SOURCE DOCUMENT
Margot Brink, Ph.D.

Address (home): Willow House
Spinks Lane, Witham, ESSEX,
CM8 1EP, United Kingdom
AND
Address (work): Oaktree Manor Hospital, Heath Road, Tendring, Clacton-on-Sea
ESSEX CO16 0BX, United Kingdom

Email (home): margot.brink1@gmail.com
Email (work): margot.brink@partnershipsincare.co.uk

Margot Brink started off her formal preparations for the world of work with a degree in Law, but later qualified as a Counseling Psychologist (Masters in Counseling Psychology, 1995, the University of Pretoria, South Africa). She spent much of her life, prior to qualifying as a psychologist, as a volunteer in various areas of the society she contributes to. Margot completed a M.Th. in Narrative Therapy, with a strong influence of feminist thinking and liberation theology underpinning and informing her writing (Masters in Theology, 2003, University of South Africa, Pretoria, South Africa). The latter Master’s degree was very practical in its application and she then sought a Ph.D. program that would further inform her strong attachment to Social Construction, but would also allow a practical and practice-based approach to research.

Source records
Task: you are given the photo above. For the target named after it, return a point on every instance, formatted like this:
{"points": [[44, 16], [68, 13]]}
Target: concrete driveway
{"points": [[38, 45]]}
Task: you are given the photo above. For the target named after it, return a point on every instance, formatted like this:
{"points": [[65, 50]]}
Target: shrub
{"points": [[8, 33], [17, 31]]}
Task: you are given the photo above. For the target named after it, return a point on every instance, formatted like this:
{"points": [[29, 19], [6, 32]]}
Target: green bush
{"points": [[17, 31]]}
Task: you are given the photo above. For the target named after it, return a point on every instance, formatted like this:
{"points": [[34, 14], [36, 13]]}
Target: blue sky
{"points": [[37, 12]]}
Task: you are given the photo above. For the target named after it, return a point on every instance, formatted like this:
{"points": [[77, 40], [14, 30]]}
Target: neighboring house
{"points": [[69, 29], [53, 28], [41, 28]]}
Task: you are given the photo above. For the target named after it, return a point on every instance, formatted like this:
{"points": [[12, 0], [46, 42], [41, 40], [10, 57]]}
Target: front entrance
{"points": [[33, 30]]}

BRIEF 1
According to the Margot Brink biography, which university awarded her Masters in Counseling Psychology?
BRIEF 2
Continue the Margot Brink biography, starting right after its last sentence.

EXPECTED ANSWER 1
The University of Pretoria, South Africa.

EXPECTED ANSWER 2
Margot found a home for her research hopes and dreams at the TAOS Institute. She has completed her Ph.D., with Prof. Sheila McNamee as her supervisor, during 2011. The field of interest she inquired into during the course of her dissertation was about the experience of being a human migrant and what meaning making human migrants attach to their experience of migration. She migrated to the UK during 2004 and has since been involved with working in residential settings (hospitals) where adults, whom have been sent to a residential setting by the court (forensic) for care and rehabilitation, live. These residents (patients), both male and female, primarily have a way of being in the world (learning disability) which they share. Many of the female persons she works with share another way of being in the world (diagnosis – Borderline Personality Disorder). One of the ways in which persons with this way of being in the world is offered assistance (treatment) is by means of Dialectical Behavior Therapy (DBT, Linehand, 1993a & 1993b). Another of her descriptors, is as a DBT practitioner. She currently is especially interested in two areas: (1) How does she, with her strong attachment to Narrative Therapy and Social Construction, and her affiliation with a strongly medical model enterprise, along with a strongly behaviouristic model (DBT), make the world(s) of one welcoming to the world(s) of the other? (2) Her second interest lies with human migration. She is currently exploring opportunities to become involved with the presentation of human migration from the Middle Eastern Countries and how it is that she may contribute to a society where migrants’ voices are heard in ways that are inclusive rather than exclusive; where they have a say in co-authoring their new world(s).